* Task to complete
Can you copy the records below word for word, beginning at their first line and stopping after the line that contains "xmin=0 ymin=22 xmax=181 ymax=276", with that line included?

--- Material shown ---

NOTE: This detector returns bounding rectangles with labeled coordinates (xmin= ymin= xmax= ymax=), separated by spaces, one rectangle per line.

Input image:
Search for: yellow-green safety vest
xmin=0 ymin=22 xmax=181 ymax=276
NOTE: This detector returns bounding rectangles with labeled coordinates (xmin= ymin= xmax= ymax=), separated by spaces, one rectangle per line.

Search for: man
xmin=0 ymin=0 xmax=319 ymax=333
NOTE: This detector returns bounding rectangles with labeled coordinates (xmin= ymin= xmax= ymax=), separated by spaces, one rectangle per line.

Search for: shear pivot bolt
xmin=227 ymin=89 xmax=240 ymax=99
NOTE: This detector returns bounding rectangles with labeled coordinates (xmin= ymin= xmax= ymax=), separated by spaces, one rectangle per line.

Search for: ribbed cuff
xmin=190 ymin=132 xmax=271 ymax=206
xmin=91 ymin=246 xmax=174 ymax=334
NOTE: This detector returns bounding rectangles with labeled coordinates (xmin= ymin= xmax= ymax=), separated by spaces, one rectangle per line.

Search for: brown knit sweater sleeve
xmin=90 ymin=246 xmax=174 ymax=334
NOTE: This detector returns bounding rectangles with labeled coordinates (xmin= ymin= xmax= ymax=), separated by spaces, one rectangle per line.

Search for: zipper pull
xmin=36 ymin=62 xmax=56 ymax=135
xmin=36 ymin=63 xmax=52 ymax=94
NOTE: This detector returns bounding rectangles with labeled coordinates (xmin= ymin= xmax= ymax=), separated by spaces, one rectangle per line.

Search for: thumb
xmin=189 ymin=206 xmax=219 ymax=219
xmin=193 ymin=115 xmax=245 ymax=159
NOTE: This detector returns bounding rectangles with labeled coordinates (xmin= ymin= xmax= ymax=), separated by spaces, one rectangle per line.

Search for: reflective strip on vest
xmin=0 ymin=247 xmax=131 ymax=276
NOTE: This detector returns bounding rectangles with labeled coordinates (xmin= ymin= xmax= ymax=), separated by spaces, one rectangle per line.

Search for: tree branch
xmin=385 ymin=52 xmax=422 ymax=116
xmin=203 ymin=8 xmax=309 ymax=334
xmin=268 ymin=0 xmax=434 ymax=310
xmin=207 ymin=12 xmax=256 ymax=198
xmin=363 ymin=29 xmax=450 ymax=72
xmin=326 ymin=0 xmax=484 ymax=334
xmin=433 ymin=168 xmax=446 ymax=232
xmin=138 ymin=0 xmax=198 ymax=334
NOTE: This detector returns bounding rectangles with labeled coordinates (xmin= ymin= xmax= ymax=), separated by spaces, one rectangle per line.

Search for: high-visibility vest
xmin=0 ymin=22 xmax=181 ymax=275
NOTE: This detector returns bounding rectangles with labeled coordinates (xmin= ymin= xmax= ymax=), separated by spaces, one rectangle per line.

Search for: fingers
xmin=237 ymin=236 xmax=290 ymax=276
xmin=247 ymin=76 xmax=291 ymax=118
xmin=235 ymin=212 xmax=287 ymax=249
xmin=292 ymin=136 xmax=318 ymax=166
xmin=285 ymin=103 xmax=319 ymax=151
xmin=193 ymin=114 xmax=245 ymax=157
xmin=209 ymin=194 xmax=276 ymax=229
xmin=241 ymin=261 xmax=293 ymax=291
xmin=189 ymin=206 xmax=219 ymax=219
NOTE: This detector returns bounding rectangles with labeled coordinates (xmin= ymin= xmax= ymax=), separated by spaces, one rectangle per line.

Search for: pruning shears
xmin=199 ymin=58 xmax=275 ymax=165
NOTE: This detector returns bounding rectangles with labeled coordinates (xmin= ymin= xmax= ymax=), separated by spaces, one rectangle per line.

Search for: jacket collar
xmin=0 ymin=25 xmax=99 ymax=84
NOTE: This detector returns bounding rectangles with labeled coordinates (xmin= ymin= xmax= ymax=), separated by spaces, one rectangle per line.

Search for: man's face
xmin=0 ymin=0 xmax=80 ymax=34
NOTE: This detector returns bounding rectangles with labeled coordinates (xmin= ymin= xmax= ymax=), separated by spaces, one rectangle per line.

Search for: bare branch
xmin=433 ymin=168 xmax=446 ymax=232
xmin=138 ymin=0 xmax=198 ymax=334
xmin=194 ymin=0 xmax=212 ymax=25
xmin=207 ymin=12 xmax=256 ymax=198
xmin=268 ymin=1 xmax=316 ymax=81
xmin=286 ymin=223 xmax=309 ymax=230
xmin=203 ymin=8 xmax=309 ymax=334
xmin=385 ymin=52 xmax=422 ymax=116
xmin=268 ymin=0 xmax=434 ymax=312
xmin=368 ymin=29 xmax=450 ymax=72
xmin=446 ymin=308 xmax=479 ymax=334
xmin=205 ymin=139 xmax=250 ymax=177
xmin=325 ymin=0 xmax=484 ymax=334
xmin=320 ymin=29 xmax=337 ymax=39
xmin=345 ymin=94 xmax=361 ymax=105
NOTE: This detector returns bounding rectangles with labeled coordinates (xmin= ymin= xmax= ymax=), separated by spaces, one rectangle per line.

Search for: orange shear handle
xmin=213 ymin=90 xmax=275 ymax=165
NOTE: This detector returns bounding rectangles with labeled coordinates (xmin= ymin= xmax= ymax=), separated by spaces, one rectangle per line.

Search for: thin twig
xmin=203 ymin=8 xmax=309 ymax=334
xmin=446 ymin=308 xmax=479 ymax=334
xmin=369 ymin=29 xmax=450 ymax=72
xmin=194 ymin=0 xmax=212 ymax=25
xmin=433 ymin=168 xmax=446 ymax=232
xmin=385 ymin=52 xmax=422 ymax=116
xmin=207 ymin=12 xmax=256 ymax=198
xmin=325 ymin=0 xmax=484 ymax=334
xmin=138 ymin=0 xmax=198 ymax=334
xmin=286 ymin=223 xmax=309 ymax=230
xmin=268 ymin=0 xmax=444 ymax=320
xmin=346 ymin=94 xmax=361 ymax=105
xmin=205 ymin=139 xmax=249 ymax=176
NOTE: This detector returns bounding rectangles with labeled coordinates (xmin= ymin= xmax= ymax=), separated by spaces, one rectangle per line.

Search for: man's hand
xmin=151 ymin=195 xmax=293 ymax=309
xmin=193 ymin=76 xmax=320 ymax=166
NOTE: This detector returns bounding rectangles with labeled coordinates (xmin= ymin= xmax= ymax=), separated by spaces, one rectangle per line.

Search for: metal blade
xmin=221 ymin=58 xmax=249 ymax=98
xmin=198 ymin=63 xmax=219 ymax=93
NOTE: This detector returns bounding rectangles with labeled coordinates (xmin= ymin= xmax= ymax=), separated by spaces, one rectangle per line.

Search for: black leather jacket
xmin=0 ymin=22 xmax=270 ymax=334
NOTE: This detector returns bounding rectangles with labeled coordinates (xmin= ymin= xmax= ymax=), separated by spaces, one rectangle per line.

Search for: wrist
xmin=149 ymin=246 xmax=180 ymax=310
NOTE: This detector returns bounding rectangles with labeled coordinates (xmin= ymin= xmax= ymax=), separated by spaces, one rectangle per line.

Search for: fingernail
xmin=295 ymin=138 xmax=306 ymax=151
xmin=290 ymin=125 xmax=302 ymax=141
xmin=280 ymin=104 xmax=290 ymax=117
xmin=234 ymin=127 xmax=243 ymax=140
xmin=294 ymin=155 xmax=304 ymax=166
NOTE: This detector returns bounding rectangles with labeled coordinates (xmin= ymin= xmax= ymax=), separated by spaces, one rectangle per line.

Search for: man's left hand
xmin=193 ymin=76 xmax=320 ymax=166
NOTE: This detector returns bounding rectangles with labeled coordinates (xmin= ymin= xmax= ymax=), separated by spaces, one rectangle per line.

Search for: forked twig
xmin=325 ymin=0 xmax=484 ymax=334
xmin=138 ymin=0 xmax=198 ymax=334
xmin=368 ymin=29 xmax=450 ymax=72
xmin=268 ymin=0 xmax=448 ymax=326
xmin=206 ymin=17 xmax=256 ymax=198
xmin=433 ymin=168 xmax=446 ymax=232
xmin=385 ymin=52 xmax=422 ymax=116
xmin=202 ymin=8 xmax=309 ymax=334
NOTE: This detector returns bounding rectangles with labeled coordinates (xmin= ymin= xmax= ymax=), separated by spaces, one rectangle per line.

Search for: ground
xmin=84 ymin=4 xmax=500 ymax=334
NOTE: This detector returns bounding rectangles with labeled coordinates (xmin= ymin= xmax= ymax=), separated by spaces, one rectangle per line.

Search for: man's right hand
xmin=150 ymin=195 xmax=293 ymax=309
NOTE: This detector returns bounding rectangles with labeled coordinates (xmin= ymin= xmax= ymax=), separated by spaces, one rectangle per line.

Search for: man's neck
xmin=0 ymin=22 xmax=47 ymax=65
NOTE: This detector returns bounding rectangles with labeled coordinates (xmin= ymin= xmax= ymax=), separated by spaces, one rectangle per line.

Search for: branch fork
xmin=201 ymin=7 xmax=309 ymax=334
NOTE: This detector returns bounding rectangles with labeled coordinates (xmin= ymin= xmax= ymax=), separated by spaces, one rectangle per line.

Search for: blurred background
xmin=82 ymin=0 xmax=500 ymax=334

---

* Response to the exercise
NOTE: This detector returns bounding rectangles with labeled coordinates (xmin= ymin= xmax= ymax=), separated by spaces, one rectangle per line.

Input image:
Search for: yellow-green safety vest
xmin=0 ymin=22 xmax=181 ymax=276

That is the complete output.